**Alıştırma 1**
Çalışma düzenine ilişkin metinde "Nüfusunun dörtte üçü" sözleriyle başlayıp "düzenlemeleri gündeme getirmiştir." sözleriyle biten kısmı, bu sözler de dahil olmak üzere yeniden yazın. Yazarken "eylem planında" ifadesini "çalışma programında" ile değiştirin.
**Alıştırma 2**
Türkiye'deki çalışma düzenini anlatan metni, bittiği yerden devam ettirerek sürdürün.

**Okuma Metni**
Nüfusunun dörtte üçü ücret geliriyle yaşayan Türkiye, sermaye için açık bir köle pazarına dönüştürülmek istenmektedir. 64’üncü hükümetin eylem planında esnek çalışmanın yaygınlaştırılması, bu amaca uygun olarak kıdem tazminatının kaldırılması, özel istihdam bürolarına işçi kiralama yetkisi verilmesi, kadınların geçici-güvencesiz işlerde çalıştırılması gibi düzenlemeler yer almaktadır. Seçim öncesinde “taşeron işçilere kadro” vaadinde bulunan iktidar partisi, tek başına iktidar olmasının ardından 2016 eylem planında bu vaadine yer vermemiş, aksine güvencesiz çalıştırmanın köleliğe varan biçimlerini, taşeron düzenine “rahmet okutacak” düzenlemeleri gündeme getirmiştir.

**Veri İçeriği**
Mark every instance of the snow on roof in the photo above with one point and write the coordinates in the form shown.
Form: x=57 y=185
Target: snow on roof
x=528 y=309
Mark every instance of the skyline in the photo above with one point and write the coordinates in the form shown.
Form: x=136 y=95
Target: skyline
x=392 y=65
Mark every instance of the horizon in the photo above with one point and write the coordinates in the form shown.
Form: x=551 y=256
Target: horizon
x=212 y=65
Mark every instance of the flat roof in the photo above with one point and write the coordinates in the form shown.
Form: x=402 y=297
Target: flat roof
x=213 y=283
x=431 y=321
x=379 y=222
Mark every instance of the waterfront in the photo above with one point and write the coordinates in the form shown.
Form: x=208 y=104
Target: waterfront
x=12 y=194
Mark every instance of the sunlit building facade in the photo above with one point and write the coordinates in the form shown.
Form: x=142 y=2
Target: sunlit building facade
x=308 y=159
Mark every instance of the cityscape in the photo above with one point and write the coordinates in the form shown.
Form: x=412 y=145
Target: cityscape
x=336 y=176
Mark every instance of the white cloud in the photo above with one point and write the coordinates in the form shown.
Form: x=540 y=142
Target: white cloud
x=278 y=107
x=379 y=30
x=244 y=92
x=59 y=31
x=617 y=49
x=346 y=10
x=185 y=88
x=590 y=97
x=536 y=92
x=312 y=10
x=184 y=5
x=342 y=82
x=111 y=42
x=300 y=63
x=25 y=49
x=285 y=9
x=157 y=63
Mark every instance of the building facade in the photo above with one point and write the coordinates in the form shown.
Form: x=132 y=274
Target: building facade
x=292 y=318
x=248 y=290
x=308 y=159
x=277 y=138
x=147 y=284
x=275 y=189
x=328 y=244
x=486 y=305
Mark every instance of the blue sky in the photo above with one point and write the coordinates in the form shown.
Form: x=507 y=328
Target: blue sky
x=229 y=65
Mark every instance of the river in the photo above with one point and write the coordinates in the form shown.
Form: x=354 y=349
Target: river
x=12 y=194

* * *

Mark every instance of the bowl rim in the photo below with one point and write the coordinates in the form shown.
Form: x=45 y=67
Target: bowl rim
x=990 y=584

---

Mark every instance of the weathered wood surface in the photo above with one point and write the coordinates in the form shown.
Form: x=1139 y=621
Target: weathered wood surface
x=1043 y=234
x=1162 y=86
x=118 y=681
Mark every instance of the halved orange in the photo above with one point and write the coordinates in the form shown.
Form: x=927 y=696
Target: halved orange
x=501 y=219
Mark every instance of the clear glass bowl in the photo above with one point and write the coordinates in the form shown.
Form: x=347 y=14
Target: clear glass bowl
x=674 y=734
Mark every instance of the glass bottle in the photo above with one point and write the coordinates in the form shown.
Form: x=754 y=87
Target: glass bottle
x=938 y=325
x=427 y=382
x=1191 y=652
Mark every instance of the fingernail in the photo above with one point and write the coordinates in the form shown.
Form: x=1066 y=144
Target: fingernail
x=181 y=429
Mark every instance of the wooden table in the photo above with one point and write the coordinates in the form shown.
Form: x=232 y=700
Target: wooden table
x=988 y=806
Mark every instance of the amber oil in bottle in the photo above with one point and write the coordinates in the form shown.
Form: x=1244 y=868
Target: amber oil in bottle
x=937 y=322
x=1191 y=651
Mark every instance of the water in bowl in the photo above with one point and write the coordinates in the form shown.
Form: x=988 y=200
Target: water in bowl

**Sonuç 1**
Nüfusunun dörtte üçü ücret geliriyle yaşayan Türkiye, sermaye için açık bir köle pazarına dönüştürülmek istenmektedir. 64’üncü hükümetin çalışma programında esnek çalışmanın yaygınlaştırılması, bu amaca uygun olarak kıdem tazminatının kaldırılması, özel istihdam bürolarına işçi kiralama yetkisi verilmesi, kadınların geçici-güvencesiz işlerde çalıştırılması gibi düzenlemeler yer almaktadır. Seçim öncesinde “taşeron işçilere kadro” vaadinde bulunan iktidar partisi, tek başına iktidar olmasının ardından 2016 çalışma programında bu vaadine yer vermemiş, aksine güvencesiz çalıştırmanın köleliğe varan biçimlerini, taşeron düzenine “rahmet okutacak” düzenlemeleri gündeme getirmiştir.

**Sonuç 2**
Bu tespitlerden hareketle Genişletilmiş Başkanlar Kurulumuz şu kararları almıştır:

1. İş güvencesinin son kalesi olan kıdem tazminatını yok ederek, işten çıkarma maliyetlerini düşürmek için gündeme getirilen fon/sandık gibi düzenlemeler, tüm işçi sınıfını daha da güvencesizleştirmeyi hedeflemektedir. İşçileri günübirlik, geçici, güvencesiz çalıştırmayı hedefleyen Ulusal İstihdam Stratejisi’nin hedeflerinin tamamlanarak, sermaye için sınırsız sömürü olanakları vaat eden “amele pazarları”nı anımsatan bir çalışma yaşamı dayatılmaktadır. DİSK Genişletilmiş Başkanlar Kurulu, diğer emek örgütleri ve dost kurumları, bu kölelik yasalarına karşı ortak, yaygın, kitlesel mücadeleyi büyütmeye davet ederken, DİSK’in her ne pahasına olursa olsun, üretimi durdurmak da dahil olmak üzere her türlü etkili eylemle bu girişimlere direneceğini ilan eder.

2. Seçimlerden önce “taşerona kadro” afişleri asanların, meydan meydan söz verenlerin seçimlerden sonra bu konuyu gündemlerine almadığına, aksine emeği daha da güvencesizleştirmeye çalıştıklarına tüm işçi sınıfı tanıktır. DİSK Genişletilmiş Başkanlar Kurulu “Ayrımsız, kayıtsız, şartsız tüm işçilere kadro” talebiyle mücadelenin süreceğini ilan eder.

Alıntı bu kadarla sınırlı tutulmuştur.